## EXTRACTED DATA
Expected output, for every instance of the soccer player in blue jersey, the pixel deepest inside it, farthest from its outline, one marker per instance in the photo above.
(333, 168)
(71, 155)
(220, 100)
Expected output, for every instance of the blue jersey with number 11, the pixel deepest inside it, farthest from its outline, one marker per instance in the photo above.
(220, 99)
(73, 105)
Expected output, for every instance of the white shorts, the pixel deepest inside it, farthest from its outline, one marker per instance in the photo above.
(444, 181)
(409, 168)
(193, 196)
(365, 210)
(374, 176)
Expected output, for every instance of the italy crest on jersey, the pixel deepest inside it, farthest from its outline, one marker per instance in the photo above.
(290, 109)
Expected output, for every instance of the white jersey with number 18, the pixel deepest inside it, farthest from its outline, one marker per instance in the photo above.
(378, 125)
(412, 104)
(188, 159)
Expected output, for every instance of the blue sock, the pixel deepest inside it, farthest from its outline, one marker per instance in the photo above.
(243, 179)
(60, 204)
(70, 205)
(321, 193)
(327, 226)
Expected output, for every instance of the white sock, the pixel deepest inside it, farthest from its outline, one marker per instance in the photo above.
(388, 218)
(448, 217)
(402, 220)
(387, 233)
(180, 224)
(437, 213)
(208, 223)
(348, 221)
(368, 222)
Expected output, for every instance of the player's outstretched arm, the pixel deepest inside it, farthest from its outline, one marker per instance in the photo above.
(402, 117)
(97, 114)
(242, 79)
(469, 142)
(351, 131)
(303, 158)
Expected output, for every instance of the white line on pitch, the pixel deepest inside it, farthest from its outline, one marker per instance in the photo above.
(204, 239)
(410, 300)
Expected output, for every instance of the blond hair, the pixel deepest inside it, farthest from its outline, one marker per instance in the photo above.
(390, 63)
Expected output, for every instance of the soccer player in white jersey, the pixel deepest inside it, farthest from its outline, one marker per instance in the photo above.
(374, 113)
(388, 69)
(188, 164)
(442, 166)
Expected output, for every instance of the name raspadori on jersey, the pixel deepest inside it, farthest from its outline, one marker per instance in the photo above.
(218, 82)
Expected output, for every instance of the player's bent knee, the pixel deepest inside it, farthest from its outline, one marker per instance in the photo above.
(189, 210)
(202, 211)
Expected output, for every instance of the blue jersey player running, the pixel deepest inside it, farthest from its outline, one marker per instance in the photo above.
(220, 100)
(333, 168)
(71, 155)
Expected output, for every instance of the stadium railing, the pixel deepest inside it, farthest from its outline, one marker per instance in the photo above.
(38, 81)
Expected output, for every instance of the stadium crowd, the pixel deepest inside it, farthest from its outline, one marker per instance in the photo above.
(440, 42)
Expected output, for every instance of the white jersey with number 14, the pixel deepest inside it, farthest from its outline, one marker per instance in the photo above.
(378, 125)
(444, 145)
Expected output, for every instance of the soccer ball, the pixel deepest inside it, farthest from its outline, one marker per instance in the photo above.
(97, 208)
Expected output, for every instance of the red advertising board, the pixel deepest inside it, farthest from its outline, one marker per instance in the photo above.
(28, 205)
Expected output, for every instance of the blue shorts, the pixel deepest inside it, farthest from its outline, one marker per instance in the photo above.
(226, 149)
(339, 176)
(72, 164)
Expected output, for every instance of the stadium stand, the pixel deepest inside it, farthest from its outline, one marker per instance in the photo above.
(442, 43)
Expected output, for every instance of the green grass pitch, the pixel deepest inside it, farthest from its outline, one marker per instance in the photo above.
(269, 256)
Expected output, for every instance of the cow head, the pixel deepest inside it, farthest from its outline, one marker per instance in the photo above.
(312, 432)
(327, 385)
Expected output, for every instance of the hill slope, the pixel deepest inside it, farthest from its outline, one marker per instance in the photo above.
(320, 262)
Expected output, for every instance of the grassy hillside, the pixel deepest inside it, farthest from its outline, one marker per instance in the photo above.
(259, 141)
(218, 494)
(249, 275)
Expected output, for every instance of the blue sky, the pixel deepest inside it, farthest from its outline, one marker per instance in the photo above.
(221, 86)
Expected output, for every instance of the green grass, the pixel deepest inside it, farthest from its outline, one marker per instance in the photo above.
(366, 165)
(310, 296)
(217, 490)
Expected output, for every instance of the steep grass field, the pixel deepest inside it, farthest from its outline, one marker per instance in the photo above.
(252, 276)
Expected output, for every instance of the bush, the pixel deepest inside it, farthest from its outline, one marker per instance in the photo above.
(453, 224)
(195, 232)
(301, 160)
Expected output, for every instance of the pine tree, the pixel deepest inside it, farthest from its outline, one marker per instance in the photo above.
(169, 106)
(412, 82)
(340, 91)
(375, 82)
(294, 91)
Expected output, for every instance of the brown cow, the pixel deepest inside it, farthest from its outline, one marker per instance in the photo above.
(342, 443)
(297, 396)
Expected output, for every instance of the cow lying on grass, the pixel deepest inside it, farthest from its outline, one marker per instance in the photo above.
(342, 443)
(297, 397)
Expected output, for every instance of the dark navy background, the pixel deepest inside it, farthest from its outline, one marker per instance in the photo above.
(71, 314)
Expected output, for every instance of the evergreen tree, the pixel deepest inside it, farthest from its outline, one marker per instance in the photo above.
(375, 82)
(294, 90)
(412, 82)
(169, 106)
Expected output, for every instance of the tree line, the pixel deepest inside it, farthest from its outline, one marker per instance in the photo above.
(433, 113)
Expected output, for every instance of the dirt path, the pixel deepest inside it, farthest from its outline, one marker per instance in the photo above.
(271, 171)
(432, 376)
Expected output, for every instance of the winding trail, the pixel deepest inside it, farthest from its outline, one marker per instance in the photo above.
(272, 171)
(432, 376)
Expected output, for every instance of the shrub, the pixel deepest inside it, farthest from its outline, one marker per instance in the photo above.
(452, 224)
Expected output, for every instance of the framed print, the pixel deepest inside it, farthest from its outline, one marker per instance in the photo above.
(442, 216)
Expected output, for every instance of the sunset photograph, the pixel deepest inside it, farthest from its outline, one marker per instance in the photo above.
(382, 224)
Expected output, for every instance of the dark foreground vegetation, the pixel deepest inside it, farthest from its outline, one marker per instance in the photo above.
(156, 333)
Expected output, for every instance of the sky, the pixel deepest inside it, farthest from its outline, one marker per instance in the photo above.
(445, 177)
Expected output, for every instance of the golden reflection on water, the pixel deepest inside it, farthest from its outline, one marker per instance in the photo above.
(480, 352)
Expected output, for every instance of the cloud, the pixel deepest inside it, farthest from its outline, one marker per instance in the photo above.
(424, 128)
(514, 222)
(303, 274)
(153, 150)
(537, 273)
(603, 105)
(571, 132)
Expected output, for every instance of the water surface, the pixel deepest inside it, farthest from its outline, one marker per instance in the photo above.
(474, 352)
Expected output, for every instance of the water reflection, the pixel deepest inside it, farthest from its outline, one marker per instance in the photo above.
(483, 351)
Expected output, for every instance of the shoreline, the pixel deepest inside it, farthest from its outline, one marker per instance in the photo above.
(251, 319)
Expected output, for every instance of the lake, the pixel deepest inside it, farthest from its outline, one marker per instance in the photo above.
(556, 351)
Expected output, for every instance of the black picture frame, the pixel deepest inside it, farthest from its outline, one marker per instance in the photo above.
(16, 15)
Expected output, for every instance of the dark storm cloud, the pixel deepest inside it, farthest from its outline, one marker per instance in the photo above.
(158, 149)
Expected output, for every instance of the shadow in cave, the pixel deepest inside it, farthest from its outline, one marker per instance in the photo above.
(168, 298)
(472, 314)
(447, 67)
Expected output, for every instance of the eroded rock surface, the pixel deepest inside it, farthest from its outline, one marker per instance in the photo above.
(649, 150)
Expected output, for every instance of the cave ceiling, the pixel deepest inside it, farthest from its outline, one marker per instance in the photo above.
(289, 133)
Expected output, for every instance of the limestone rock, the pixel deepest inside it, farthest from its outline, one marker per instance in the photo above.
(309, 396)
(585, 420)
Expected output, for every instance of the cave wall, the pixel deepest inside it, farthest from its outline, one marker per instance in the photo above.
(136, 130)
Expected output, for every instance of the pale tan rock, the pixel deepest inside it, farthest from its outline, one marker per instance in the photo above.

## JOB
Please copy the items above word for word, from the line containing "Expected output, for every instance of the water reflection, the" through the last line of the items, including both ends.

## FINISHED EXERCISE
Expected output, for every instance of the water reflection, the pixel deepest inside it, farthest from its outline, one marker per instance in the photo above.
(483, 351)
Expected output, for every instance of the shoreline, the pixel deepest inside it, farthest from its outline, one marker per instance in the photo above.
(251, 319)
Expected output, for every instance of the lake, the pixel deepest inside it, farthest from its outline, one marker per instance in the photo above.
(556, 351)
Expected output, for every instance of the black picture frame, the pixel deepest inside it, farthest from its outline, one marker per instance in the photo above.
(16, 15)
Expected output, for every instance of the dark storm cloud, the pixel deepest inside it, farthest from its outline, one marker per instance in the photo above.
(158, 149)
Expected output, for every instance of the shadow in cave, the pixel deepest inside it, farthest from its outline, one marker per instance in the photo above.
(168, 298)
(472, 314)
(447, 67)
Expected output, for every instance of the eroded rock surface, the pixel deepest inside it, farthest from its outline, one marker per instance in the photo above.
(649, 150)
Expected output, for every instance of the cave ceiling, the pixel deepest inside it, farthest from its outline, one marker per instance in the photo above.
(289, 133)
Expected output, for every instance of the limestone rock, the pixel deepest inside it, farthest from its outline, one marker per instance in the photo above.
(309, 396)
(585, 420)
Expected output, for every instance of the cave wall, the pixel deepest inside it, farthest from its outline, one marker per instance in the photo above.
(136, 130)
Expected output, for every instance of the pale tan rock, the pixel deepest inside it, farthest from its outline, one marker per instance in the photo above.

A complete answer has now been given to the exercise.